* Start *

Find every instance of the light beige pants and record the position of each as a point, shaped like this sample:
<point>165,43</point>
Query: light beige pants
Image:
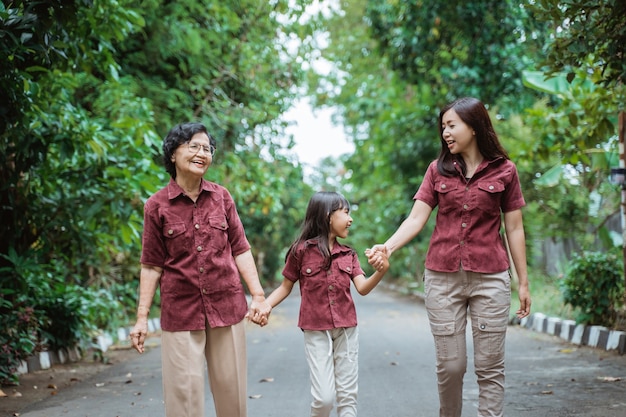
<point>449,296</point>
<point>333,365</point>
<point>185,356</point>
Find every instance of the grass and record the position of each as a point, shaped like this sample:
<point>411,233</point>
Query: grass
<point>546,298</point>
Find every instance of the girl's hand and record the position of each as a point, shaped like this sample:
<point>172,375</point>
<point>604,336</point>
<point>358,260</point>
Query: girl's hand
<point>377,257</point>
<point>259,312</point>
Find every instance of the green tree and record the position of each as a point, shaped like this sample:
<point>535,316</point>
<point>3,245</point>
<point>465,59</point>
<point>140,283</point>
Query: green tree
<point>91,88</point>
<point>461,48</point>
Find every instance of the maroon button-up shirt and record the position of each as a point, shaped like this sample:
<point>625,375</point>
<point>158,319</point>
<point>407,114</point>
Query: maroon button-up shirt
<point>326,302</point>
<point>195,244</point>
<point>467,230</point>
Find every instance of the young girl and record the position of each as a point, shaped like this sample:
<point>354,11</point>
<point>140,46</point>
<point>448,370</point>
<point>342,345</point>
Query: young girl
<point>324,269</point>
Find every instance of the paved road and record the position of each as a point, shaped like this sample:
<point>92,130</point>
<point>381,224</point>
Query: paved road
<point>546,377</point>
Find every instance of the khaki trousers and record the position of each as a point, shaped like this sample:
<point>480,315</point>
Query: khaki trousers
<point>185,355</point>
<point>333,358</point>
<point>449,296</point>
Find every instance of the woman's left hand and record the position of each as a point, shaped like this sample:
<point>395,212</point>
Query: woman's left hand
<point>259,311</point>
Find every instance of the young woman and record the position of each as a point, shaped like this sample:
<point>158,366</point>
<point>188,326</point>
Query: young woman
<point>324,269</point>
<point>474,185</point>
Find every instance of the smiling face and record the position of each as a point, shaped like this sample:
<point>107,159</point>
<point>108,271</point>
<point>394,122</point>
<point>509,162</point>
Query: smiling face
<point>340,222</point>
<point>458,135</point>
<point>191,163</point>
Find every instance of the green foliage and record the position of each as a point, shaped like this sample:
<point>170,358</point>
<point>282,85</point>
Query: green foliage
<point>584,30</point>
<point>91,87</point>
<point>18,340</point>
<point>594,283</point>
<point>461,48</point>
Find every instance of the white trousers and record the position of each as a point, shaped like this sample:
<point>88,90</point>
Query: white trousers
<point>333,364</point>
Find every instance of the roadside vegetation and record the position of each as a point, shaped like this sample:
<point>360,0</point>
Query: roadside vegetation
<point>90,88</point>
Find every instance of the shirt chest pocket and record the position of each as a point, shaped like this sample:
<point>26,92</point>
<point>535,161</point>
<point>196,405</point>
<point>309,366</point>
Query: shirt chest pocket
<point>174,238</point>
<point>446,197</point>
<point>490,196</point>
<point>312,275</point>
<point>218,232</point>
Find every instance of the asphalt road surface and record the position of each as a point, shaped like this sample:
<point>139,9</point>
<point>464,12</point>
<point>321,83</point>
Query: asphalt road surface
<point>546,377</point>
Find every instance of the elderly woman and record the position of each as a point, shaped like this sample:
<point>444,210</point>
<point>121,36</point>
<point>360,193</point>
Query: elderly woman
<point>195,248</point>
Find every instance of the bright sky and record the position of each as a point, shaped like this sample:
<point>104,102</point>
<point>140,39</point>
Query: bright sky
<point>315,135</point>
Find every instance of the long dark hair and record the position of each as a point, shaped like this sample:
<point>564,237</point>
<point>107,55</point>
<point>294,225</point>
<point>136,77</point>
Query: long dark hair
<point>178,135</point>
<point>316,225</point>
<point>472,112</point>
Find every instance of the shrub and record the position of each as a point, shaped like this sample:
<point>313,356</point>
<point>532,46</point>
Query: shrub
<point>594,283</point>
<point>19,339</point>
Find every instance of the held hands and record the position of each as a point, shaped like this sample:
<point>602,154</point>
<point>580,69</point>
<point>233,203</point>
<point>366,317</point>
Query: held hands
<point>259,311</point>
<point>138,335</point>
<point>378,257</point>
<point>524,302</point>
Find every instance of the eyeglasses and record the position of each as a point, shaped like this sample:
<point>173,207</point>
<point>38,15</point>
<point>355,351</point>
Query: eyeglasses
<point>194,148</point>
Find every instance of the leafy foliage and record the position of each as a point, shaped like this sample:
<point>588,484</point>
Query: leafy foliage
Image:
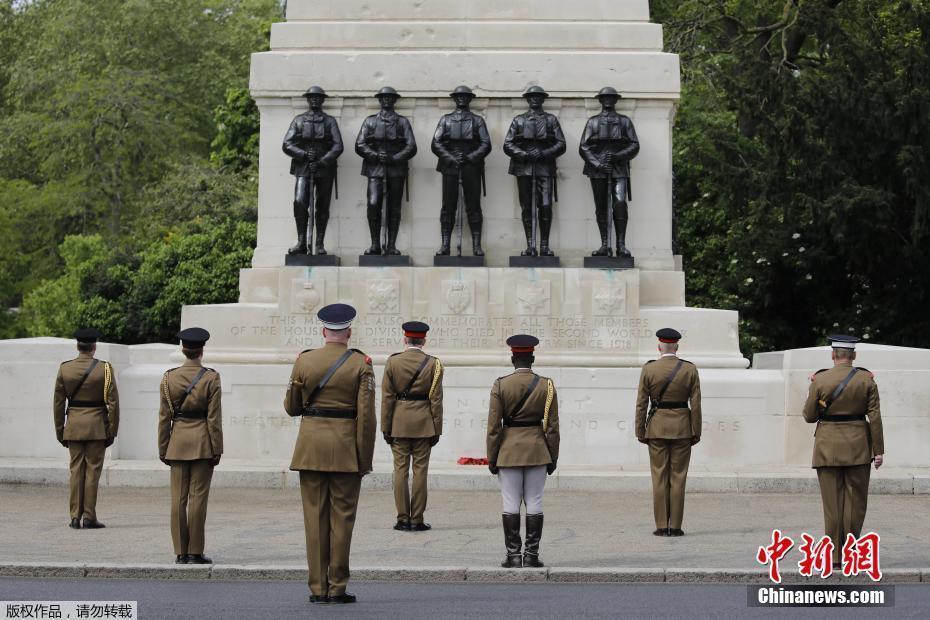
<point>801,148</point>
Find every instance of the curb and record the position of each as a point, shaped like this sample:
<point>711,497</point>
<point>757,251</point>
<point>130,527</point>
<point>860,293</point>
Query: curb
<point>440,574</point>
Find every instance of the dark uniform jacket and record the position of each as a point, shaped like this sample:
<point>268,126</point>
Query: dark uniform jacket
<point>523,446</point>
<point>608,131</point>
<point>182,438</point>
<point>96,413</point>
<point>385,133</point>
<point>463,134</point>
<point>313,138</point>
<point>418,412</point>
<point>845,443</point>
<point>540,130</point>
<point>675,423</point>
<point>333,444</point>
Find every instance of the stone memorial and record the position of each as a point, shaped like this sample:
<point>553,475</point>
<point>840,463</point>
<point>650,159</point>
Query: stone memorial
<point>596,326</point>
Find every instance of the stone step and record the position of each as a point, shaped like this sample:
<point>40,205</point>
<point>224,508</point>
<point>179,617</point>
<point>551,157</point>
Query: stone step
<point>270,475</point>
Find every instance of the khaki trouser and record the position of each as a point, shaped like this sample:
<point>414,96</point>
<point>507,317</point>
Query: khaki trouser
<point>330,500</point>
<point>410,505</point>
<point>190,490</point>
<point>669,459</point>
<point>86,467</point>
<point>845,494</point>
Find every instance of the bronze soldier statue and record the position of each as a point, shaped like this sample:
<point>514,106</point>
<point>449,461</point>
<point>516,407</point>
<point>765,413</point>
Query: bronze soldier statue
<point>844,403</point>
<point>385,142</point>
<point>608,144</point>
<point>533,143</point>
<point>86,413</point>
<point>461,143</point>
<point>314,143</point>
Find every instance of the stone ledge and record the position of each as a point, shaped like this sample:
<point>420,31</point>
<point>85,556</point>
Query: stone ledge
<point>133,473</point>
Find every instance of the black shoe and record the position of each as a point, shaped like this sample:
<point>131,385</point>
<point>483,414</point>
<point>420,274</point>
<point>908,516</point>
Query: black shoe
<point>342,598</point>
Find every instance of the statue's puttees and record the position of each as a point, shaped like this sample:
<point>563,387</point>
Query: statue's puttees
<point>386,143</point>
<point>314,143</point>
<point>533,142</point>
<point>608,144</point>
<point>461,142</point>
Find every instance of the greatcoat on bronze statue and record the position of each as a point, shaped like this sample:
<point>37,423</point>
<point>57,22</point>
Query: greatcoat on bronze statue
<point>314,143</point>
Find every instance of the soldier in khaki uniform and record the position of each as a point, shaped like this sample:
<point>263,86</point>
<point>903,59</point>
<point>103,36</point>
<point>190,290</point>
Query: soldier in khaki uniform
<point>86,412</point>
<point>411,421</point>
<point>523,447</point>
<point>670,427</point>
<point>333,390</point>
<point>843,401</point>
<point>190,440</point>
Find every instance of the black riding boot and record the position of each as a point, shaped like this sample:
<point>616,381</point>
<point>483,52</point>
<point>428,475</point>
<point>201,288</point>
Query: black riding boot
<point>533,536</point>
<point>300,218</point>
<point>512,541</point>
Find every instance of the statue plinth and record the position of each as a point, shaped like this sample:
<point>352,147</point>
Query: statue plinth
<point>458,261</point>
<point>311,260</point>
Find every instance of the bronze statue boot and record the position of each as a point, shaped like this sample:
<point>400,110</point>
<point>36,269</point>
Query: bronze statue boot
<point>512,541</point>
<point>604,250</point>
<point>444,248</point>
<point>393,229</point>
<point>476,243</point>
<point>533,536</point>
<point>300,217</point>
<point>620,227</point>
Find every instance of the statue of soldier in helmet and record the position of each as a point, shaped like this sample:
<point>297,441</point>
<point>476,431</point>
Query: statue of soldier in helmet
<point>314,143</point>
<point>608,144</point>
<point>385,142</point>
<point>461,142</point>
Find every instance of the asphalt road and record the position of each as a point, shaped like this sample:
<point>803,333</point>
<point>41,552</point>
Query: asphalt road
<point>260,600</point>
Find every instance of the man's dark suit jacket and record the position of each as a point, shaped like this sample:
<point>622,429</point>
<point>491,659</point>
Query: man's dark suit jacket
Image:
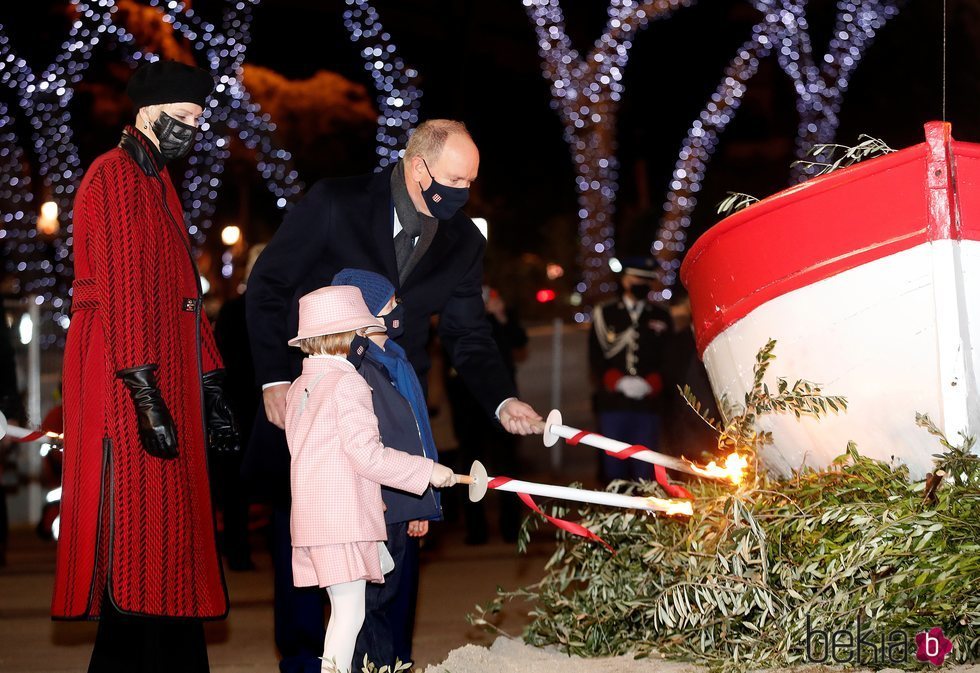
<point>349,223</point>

* End *
* Start *

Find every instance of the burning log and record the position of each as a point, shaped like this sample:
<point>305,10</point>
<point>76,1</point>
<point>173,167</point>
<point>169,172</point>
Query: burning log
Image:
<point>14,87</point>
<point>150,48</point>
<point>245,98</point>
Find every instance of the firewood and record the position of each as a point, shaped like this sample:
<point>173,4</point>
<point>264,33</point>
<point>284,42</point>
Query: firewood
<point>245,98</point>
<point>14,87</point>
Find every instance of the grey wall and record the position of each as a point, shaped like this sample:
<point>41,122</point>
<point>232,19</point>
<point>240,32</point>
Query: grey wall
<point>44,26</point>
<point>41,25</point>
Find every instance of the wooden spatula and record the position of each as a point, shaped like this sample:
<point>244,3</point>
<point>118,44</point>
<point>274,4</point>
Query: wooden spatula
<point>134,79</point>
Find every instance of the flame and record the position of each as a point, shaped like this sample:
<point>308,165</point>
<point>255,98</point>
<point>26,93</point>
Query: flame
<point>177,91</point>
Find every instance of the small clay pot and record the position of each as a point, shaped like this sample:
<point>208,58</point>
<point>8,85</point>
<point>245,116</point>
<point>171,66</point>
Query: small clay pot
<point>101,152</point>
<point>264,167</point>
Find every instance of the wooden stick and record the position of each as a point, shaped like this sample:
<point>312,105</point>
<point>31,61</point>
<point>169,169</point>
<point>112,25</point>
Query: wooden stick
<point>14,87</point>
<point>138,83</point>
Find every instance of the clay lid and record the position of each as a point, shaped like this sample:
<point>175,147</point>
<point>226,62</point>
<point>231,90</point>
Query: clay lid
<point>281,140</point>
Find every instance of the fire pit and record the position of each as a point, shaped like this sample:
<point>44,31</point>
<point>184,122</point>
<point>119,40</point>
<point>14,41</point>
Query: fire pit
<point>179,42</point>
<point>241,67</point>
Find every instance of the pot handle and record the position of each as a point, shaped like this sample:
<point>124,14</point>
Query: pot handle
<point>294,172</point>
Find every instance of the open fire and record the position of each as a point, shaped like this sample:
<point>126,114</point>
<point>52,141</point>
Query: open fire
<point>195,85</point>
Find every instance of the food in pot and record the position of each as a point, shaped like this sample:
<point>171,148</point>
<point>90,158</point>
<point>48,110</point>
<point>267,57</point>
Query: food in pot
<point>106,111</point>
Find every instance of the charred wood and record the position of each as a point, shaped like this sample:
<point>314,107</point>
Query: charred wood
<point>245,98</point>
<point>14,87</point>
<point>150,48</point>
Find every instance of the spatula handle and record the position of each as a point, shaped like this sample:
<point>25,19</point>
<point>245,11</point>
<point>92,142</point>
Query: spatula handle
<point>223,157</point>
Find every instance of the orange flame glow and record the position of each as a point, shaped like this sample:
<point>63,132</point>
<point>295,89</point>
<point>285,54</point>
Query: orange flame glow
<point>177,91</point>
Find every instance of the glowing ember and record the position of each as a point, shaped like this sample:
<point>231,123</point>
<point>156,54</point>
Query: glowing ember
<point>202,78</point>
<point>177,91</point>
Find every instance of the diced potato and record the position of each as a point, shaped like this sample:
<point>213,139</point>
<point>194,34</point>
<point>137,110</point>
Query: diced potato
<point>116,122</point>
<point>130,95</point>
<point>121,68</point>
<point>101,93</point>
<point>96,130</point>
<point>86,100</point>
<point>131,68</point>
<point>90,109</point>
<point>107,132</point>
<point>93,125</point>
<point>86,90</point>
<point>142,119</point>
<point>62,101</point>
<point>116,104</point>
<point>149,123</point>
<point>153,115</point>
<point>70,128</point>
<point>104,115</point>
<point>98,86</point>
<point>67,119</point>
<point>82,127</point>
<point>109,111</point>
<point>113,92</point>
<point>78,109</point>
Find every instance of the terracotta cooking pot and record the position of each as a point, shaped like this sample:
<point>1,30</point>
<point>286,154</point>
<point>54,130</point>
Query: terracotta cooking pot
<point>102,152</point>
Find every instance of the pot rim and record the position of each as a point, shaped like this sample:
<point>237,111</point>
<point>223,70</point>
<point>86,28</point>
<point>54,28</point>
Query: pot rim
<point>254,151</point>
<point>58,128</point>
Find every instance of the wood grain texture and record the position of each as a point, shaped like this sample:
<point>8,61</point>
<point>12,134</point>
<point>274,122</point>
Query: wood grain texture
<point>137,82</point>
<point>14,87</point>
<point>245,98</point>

* End *
* Start *

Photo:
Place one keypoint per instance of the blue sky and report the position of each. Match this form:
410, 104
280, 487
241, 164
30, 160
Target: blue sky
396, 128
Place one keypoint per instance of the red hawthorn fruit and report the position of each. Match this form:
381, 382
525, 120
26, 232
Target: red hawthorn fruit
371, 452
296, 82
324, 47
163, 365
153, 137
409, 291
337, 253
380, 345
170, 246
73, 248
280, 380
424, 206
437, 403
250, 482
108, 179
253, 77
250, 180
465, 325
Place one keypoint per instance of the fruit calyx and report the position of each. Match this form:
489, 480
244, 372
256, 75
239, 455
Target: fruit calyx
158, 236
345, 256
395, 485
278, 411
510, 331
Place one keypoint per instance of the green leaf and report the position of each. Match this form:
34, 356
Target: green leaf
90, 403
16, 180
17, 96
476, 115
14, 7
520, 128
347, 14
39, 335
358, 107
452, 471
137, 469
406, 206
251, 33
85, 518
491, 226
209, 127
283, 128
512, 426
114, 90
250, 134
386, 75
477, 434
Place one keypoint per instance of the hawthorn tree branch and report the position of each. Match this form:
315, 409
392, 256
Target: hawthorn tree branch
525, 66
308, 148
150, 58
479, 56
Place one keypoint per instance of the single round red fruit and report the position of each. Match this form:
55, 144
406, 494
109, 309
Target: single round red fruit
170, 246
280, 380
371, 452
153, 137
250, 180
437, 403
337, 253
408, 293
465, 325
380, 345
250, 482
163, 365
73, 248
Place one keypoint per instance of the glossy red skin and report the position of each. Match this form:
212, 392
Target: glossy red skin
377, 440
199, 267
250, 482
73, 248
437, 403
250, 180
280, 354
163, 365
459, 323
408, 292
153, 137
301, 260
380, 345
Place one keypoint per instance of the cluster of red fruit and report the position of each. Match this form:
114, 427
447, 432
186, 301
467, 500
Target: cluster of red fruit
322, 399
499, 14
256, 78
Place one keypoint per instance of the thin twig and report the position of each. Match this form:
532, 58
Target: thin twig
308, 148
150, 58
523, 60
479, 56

* End *

▶ [WORK REQUIRED]
Reproduce the material from the line with "Find every instance of the light" up to and including the line with "<point>546,298</point>", leaving the pictures out of your answer.

▶ [COMPLETE RESPONSE]
Find every instance of the light beige pants and record the position of each as a point, shaped like this sample:
<point>165,43</point>
Query: light beige pants
Image:
<point>449,296</point>
<point>333,365</point>
<point>185,356</point>
Find every instance of the grass and record the position of each as a point, shaped like this sample:
<point>411,233</point>
Query: grass
<point>546,298</point>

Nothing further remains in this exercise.